What you need to do.
a) According to the passage on coverage plateaus, why is detecting the coverage plateau not trivial?
b) Reproduce the records word for word, starting at the line containing "cloud -> outlines, every instance" and continuing through the end of the records, with both ends included. Leave the pictures out.

[START Reading passage]

Detecting the coverage plateau is not trivial since fuzzing coverage might be stuck in a coverage plateau but the coverage may still fluctuate around it. In order to accurately identify the coverage plateau, we define a threshold function P(t). Let C(t) represent the cumulative code coverage achieved after t fuzzing iterations. We use a sliding window with a window size of W, which represents the number of iterations to consider for evaluating the coverage trend. The choice of W depends on the specific fuzzing context and desired sensitivity. Coverage increment is computed by  $\Delta C(t, W) = C(t) - C(t - W)$ . We compute the average increment, as shown in Equation 1.

$$\overline{\Delta C(t,W)} = \frac{C(t) - C(t-W)}{W} \tag{1}$$

We define a coverage increment threshold  $\theta$  that represents the minimal acceptable coverage increase per iteration. This threshold determines when the coverage growth is considered negligible. We implement a plateau detection function, P(t), as shown in Equation 2.

$$P(t) = \begin{cases} 1 & \text{if } \overline{\Delta C(t, W)} < \theta, \\ 0 & \text{otherwise.} \end{cases}$$
 (2)

When P(t)=1, it indicates that a coverage plateau is detected at the particular iteration, and P(t)=0 indicates that coverage is still improving adequately. Once we detect the plateau, we need to prepare the generated programs for the symbolic execution. Let the i'th assembly instruction generated by the fuzzer as  $a_i^f$ . Therefore, the instruction sequence up to the coverage plateau point can be represented by the set  $A_f$  as shown in Equation 3.

$$A_f = \{a_1^f, \dots, a_n^f\} \tag{3}$$



Fig. 7. Illustration of trimming the input sequences generated by the fuzzer (illustrated by  $\blacksquare$ ) to stop at node  $s_i$  and integration of the test vector generated from selective symbolic execution (illustrated by  $\blacksquare$ ) to explore the node  $d_i$ . Here  $\longrightarrow$  corresponds to the path explored by fuzzer and  $\longrightarrow$  corresponds to path explored by selective symbolic execution.

# 3.3 Hardware-Program Context Mapping

Once we identify the coverage plateau, we need to invoke the symbolic execution engine. Existing fuzzers with property checking construct properties to activate the unexplored areas in the design. However, they do not effectively utilize the effort taken by the fuzzer to explore the design so far. In contrast, we map the context between the hardware and the generated program. We start the mapping process by constructing the control-flow graph (CFG) of the hardware implementation. The CFG of the hardware implementation is a graph where each basic block is represented as a node (vertex), and edges denote possible control flow transfers between blocks due to branches (such as multiplexers, and finite state machines). A basic block is a straight-line sequence of hardware logic code with no branches except at the entry and exit points. In order to map the generated instructions with each of the vertex available in the CFG, we create function hooks in each basic

block that will send an interrupt when a particular basic block is activated. This essentially helps to annotate the basic blocks in the hardware that were activated with a particular instruction of the generated program code from the fuzzer.

[END Reading passage]
[START Provided information]

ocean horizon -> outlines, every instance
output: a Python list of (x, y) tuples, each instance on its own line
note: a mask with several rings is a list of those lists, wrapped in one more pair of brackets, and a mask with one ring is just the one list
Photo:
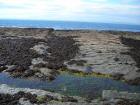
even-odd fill
[(76, 22), (76, 21), (47, 21), (47, 20), (3, 20), (0, 19), (0, 27), (19, 28), (54, 28), (58, 30), (113, 30), (140, 32), (140, 25)]

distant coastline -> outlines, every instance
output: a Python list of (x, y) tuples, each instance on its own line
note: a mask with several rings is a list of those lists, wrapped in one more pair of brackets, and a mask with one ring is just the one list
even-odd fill
[(57, 30), (107, 30), (140, 32), (140, 25), (73, 22), (73, 21), (40, 21), (40, 20), (3, 20), (0, 19), (0, 27), (16, 28), (54, 28)]

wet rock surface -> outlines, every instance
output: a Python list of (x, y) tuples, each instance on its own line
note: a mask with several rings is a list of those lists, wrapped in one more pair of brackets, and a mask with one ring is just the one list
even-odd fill
[(0, 64), (18, 65), (25, 69), (31, 65), (31, 60), (39, 55), (30, 50), (39, 39), (34, 38), (0, 38)]
[[(129, 38), (124, 34), (128, 34)], [(139, 85), (140, 40), (133, 39), (133, 34), (138, 38), (139, 33), (131, 32), (2, 28), (0, 72), (8, 72), (16, 78), (52, 81), (59, 75), (59, 69), (66, 68), (76, 73), (112, 75), (116, 80)], [(2, 105), (32, 105), (38, 104), (38, 101), (48, 105), (139, 105), (137, 100), (118, 98), (86, 102), (42, 90), (0, 88)]]
[(0, 85), (1, 105), (140, 105), (139, 93), (104, 90), (100, 99), (69, 97), (44, 90)]

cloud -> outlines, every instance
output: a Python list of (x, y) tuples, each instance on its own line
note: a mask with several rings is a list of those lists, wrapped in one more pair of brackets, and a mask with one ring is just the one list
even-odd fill
[[(0, 18), (116, 21), (140, 18), (139, 0), (0, 0)], [(123, 4), (121, 4), (123, 3)], [(132, 19), (133, 16), (133, 19)], [(97, 18), (97, 19), (96, 19)], [(126, 20), (125, 20), (126, 21)], [(128, 21), (128, 22), (129, 22)]]

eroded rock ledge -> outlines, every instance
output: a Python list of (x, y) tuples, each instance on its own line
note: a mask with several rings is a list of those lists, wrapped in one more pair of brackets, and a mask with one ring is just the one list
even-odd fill
[(140, 33), (34, 28), (0, 33), (0, 71), (14, 77), (53, 80), (66, 68), (139, 84)]
[(29, 88), (0, 85), (1, 105), (139, 105), (140, 93), (104, 90), (100, 99), (87, 100)]

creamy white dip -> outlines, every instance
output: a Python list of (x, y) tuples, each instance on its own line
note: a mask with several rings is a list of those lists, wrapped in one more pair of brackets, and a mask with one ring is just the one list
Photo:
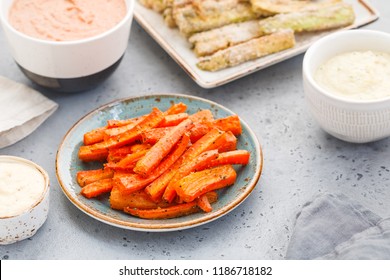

[END Provided information]

Responses in order.
a) Detecting it is not trivial because fuzzing coverage can be stuck in a coverage plateau while still fluctuating around it. To identify the plateau accurately, the authors define a threshold function, P(t).

b)
cloud -> outlines, every instance
output: a Python list of (x, y) tuples, each instance on its own line
note: a mask with several rings is a list of those lists, wrapped in one more pair of brackets, and a mask with one ring is just the one list
even-odd fill
[[(0, 18), (116, 21), (140, 18), (139, 0), (0, 0)], [(123, 4), (121, 4), (123, 3)], [(132, 19), (133, 16), (133, 19)], [(97, 18), (97, 19), (96, 19)], [(126, 20), (125, 20), (126, 21)], [(128, 21), (128, 22), (129, 22)]]

eroded rock ledge -> outlines, every instance
output: a Python list of (x, y) tuples, each instance on its own line
note: a mask with several rings is a list of those lists, wrapped in one more pair of brackets, and a mask with one ring is just the one list
even-odd fill
[(140, 33), (34, 28), (0, 33), (0, 71), (14, 77), (53, 80), (66, 68), (139, 84)]
[(29, 88), (0, 85), (1, 105), (139, 105), (140, 93), (104, 90), (100, 99), (87, 100)]

creamy white dip -> outlines, every instance
output: a Python list of (x, y) tuples, each instance on its own line
note: a mask with several rings is a list of those lists, wrapped in one more pair of brackets, and a mask with one ring is just the one list
Photo:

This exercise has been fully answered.